### DOCUMENT SECTION
- - - -
Existing ARM techniques used to uncover correlation commodities do have some disadvantages. (1) The classic Apriori method incurs large time costs when determining frequent itemsets in the transaction database. Especially, multiple input–output accesses create a heavy burden when executing the Apriori algorithm, and this creates problems when data-mining in a large transaction database. Although some versions ([18], [20], [23]) of the Apriori algorithm and its variants have been improved so as to accelerate the calculation of frequent itemsets, some extra conditions – such as the provision of considerably more space storage – will be required in the processes inherent in the related algorithm. (2) It is difficult to provide two important parameters—namely, the minimal support degree and the minimal confidence degree. Overly large parameter values lead to the production of zero rules; they can also increase both the number of candidate sets and the computational complexity. For these reasons, the two parameters are sensitive to the discovery of valuable rules, and it is difficult to set reasonable values in practice. (3) Time is a very important consideration, and existing methods executed with a transaction database usually ignore the time (or time period) in which a customer purchases a commodity. Moreover, the use of excessive time intervals in a transaction database can produce a large number of rules, while too-small intervals may produce zero rules. Therefore, determining the time intervals to be used in a transaction database is a challenge in itself. (4) The traditional method is used to analyze the purchasing behaviors of most customers, and this reflects the relevance of goods. However, the purchasing behavior of customers tends to be unstable, because with time, the purchase demand and behavior of even the same customer will change. In this case, the rules and knowledge derived through ARM may not be valuable in improving product sales and commodity-based profits.

As a technique of recommendation systems, ARM is a means of determining the correlation products in a transaction database. However, if they are to have any value, researchers should look into some ways of reducing their aforementioned deficiencies. The perfect scenario in the cross-selling market is that the right products are sold to the right customers at the right time. In particular, the “right time” is very important, as it determines the time at which the commodity sales and the purchase behaviors of customers will happen concurrently. Some customers do indeed require the products that are recommended, but the time at which the recommendation is made may be the key factor in determining selling success. At the time of recommendation, while some customers may be in great need of the goods being sold, the relevance of the goods may fail at recommendation for any number of reasons (e.g., store congestion, lack of cash among consumers). Therefore, to some extent, determining the “right time” can increase sales and related profits.
- - - -
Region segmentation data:
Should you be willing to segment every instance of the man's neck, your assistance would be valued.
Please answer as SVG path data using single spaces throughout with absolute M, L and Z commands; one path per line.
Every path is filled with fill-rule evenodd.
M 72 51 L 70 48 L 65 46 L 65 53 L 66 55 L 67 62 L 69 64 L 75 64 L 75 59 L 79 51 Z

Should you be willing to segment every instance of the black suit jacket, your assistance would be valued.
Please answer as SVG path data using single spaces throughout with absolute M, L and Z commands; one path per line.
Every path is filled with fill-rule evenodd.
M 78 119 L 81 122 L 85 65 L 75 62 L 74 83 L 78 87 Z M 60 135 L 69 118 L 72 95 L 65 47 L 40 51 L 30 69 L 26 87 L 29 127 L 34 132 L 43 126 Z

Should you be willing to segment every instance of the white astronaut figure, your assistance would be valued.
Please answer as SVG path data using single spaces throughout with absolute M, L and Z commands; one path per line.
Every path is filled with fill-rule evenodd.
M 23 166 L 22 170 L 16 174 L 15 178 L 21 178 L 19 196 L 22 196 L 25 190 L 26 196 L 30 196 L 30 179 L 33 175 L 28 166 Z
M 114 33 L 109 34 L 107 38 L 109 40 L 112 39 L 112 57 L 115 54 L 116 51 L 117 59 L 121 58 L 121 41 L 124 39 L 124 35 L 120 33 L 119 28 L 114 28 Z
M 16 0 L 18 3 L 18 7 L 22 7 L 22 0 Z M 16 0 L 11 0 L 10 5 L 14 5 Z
- - - -
### YOUR TASKS
a) Answer these questions about the association rule mining passage, using only what it states:
(i) What does the classic Apriori method incur when it determines frequent itemsets in the transaction database?
(ii) Which two parameters does the passage call difficult to provide?
(iii) What two examples does the passage give of reasons the relevance of goods may fail at recommendation?
b) Write the next part of the association rule mining passage, picking up after its last sentence.

### ANSWERS FOR THE TASKS
a)
(i) Large time costs.
(ii) The minimal support degree and the minimal confidence degree.
(iii) Store congestion and lack of cash among consumers.

b)
Time series data-mining involves a group of intelligent techniques by which to “mine” valuable information and knowledge from time series datasets ([24], [25], [26], [27], [28], [29], [30], [31]). Popular tasks includes time series clustering, time series classification, frequent sequence pattern recognition, abnormal detection, and time series prediction. These tasks are applied in many fields, such as the stock market, word recognition, and financial prediction, inter alia. To the best of our knowledge, in basket market analysis, there is a dearth of good-quality research that focuses on the discovery of association rules and correlation commodities while using time series data-mining techniques. Although several studies ([8], [21]) use traditional clustering to find similar time series in a transaction database, they do not resolve which items are relevant and at what time, so that they can be sold together at a particular time.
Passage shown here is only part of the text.